[Material provided]:
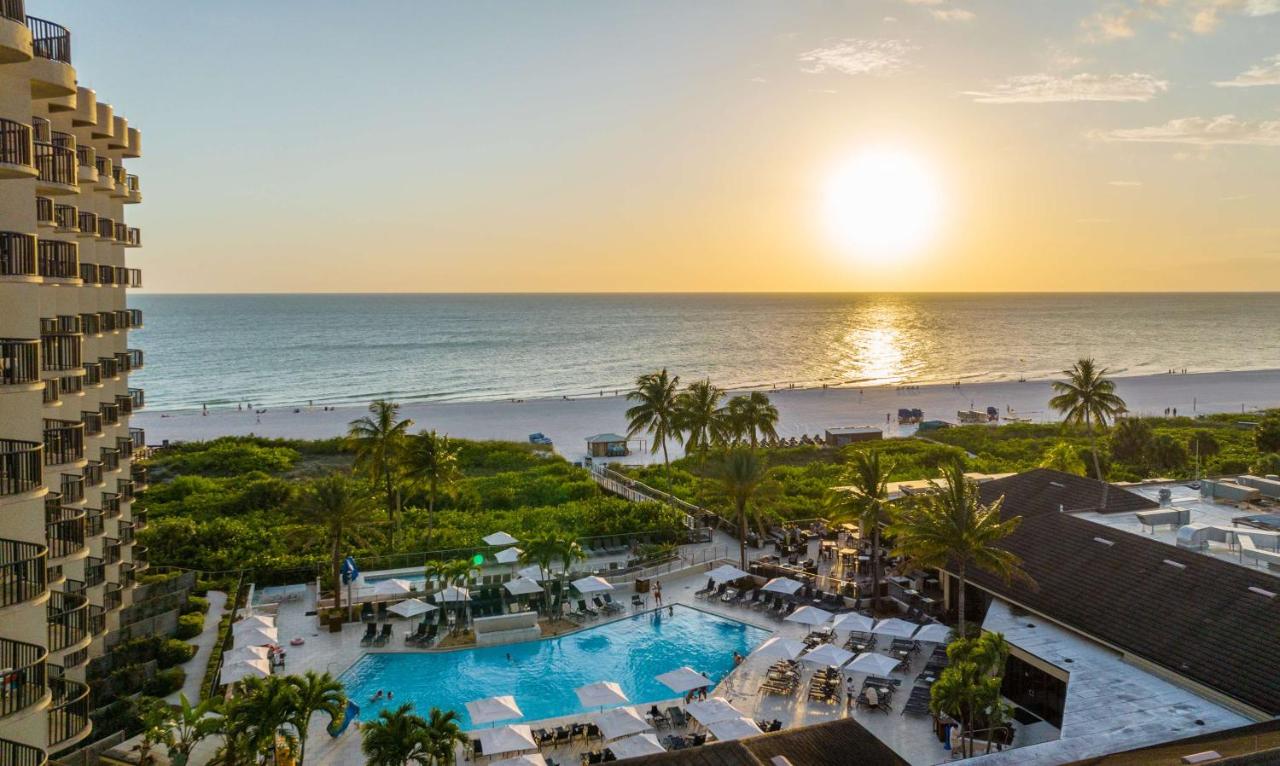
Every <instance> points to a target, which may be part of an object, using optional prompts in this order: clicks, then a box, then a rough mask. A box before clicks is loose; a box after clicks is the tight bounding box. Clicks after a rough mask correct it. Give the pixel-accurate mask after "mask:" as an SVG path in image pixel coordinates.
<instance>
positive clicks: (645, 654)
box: [342, 606, 769, 729]
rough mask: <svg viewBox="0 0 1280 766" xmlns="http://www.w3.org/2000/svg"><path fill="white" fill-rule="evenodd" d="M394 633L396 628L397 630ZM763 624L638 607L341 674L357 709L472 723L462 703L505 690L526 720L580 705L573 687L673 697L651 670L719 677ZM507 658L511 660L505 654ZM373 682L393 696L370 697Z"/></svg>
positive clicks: (382, 654) (464, 725) (748, 645)
mask: <svg viewBox="0 0 1280 766" xmlns="http://www.w3.org/2000/svg"><path fill="white" fill-rule="evenodd" d="M397 633H401V632H397ZM768 637H769V632H767V630H762V629H759V628H753V626H750V625H744V624H742V623H736V621H733V620H726V619H723V617H717V616H714V615H709V614H707V612H703V611H700V610H696V608H690V607H685V606H677V607H675V615H668V612H667V610H662V611H659V612H645V614H640V615H635V616H632V617H627V619H623V620H618V621H616V623H609V624H607V625H600V626H598V628H589V629H586V630H581V632H579V633H573V634H570V635H562V637H559V638H548V639H543V640H531V642H525V643H517V644H506V646H499V647H485V648H480V649H463V651H457V652H435V653H378V655H372V653H371V655H365V656H364V657H361V658H360V660H358V661H357V662H356V664H355V665H352V666H351V669H348V670H347V672H344V674H343V675H342V680H343V683H344V684H347V693H348V694H349V696H351V698H352V699H355V701H356V702H357V703H358V705H360V717H361V719H362V720H369V719H374V717H378V711H379V710H381V708H383V707H388V706H398V705H401V703H402V702H412V703H413V706H415V708H416V710H417V711H419V712H421V713H422V715H425V713H426V711H429V710H430V708H431V707H433V706H434V707H439V708H442V710H454V711H457V712H458V715H460V716H462V725H463V729H470V728H471V721H470V719H468V717H467V711H466V703H467V702H471V701H472V699H483V698H485V697H494V696H497V694H511V696H513V697H515V698H516V705H518V706H520V710H521V711H524V713H525V717H524V720H526V721H532V720H539V719H550V717H557V716H567V715H573V713H577V712H589V711H584V710H582V707H581V706H580V705H579V702H577V696H576V694H575V693H573V689H575V688H577V687H582V685H586V684H590V683H595V681H617V683H618V684H620V685H621V687H622V690H623V692H626V694H627V697H630V698H631V702H634V703H636V705H639V703H650V702H658V701H660V699H669V698H672V697H675V694H672V692H671V690H669V689H667V688H666V687H663V685H662V684H659V683H658V681H657V680H654V676H657V675H659V674H663V672H667V671H668V670H675V669H677V667H680V666H681V665H687V666H690V667H692V669H695V670H698V671H701V672H704V674H707V675H708V676H709V678H710V679H712V680H713V681H719V680H721V679H722V678H724V675H727V674H728V671H730V670H732V669H733V652H739V653H742V655H748V653H750V652H751V649H754V648H755V647H756V646H758V644H760V642H763V640H764V639H765V638H768ZM508 656H509V658H508ZM379 689H383V690H384V692H385V690H389V692H392V693H393V694H394V698H393V699H392V701H390V702H376V703H371V702H370V697H372V696H374V693H375V692H376V690H379Z"/></svg>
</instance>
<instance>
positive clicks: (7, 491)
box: [0, 439, 45, 496]
mask: <svg viewBox="0 0 1280 766" xmlns="http://www.w3.org/2000/svg"><path fill="white" fill-rule="evenodd" d="M44 453H45V446H44V444H40V443H36V442H22V441H18V439H0V496H4V494H19V493H22V492H31V491H32V489H36V488H37V487H40V485H41V484H42V483H44V475H42V474H44V468H42V466H44V464H45V461H44Z"/></svg>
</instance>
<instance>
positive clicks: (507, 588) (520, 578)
mask: <svg viewBox="0 0 1280 766" xmlns="http://www.w3.org/2000/svg"><path fill="white" fill-rule="evenodd" d="M503 588H506V589H507V593H511V594H512V596H529V594H531V593H541V592H543V587H541V585H539V584H538V583H535V582H532V580H526V579H525V578H516V579H515V580H508V582H507V583H504V584H503Z"/></svg>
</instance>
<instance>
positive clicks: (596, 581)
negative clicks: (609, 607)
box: [573, 575, 613, 594]
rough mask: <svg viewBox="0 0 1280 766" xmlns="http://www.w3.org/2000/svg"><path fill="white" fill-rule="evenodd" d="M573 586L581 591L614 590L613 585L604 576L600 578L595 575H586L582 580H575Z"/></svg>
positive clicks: (584, 591) (583, 592)
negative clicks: (601, 577) (603, 576)
mask: <svg viewBox="0 0 1280 766" xmlns="http://www.w3.org/2000/svg"><path fill="white" fill-rule="evenodd" d="M573 587H575V588H577V592H579V593H582V594H586V593H600V592H603V591H612V589H613V585H611V584H609V582H608V580H605V579H604V578H598V576H595V575H589V576H585V578H582V579H580V580H573Z"/></svg>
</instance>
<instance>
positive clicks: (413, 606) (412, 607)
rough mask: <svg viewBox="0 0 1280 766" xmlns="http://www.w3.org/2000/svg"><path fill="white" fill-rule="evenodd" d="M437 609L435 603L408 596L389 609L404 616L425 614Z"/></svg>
mask: <svg viewBox="0 0 1280 766" xmlns="http://www.w3.org/2000/svg"><path fill="white" fill-rule="evenodd" d="M435 610H436V606H435V605H434V603H428V602H425V601H422V599H420V598H408V599H404V601H402V602H399V603H396V605H392V607H390V608H388V610H387V611H389V612H392V614H393V615H399V616H402V617H416V616H419V615H425V614H426V612H434V611H435Z"/></svg>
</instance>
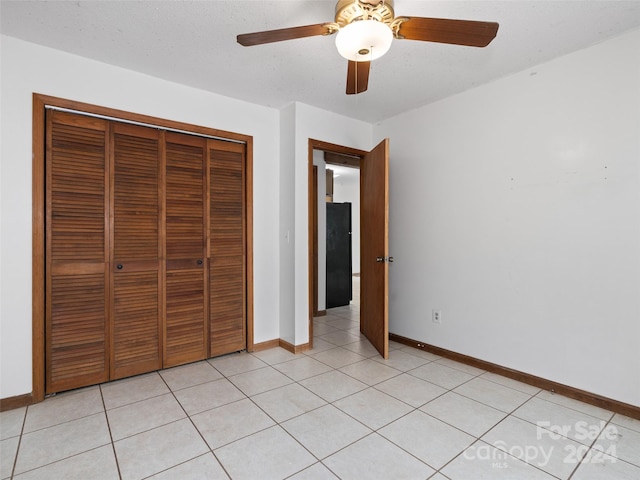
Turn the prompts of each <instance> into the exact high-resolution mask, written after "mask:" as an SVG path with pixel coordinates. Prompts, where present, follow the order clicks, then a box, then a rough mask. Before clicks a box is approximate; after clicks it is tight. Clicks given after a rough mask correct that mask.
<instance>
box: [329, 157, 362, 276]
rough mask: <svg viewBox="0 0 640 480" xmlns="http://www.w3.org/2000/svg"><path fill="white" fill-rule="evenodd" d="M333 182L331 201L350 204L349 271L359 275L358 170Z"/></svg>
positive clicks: (359, 271)
mask: <svg viewBox="0 0 640 480" xmlns="http://www.w3.org/2000/svg"><path fill="white" fill-rule="evenodd" d="M353 170H354V172H355V174H354V175H353V176H351V175H349V176H339V177H337V178H335V179H334V181H333V201H334V202H338V203H343V202H349V203H351V259H352V261H351V271H352V273H360V170H358V169H353Z"/></svg>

[Activity]: Copy out the stretch of the entries from their start through the line containing "box: [342, 606, 769, 729]", and leave the pictures out of your answer.

[Answer section]:
Every <instance> points to a target, which may be part of an object, using optional prompts in this order: clicks, then a box, then a rough mask. A box before clicks is loose; a box after clicks is the tight bounding box. Clicks after a rough mask correct it. Give the pixel-accurate mask after "mask:" as an SVG path in image pixel coordinates.
<instance>
positive clicks: (645, 654)
box: [342, 606, 769, 729]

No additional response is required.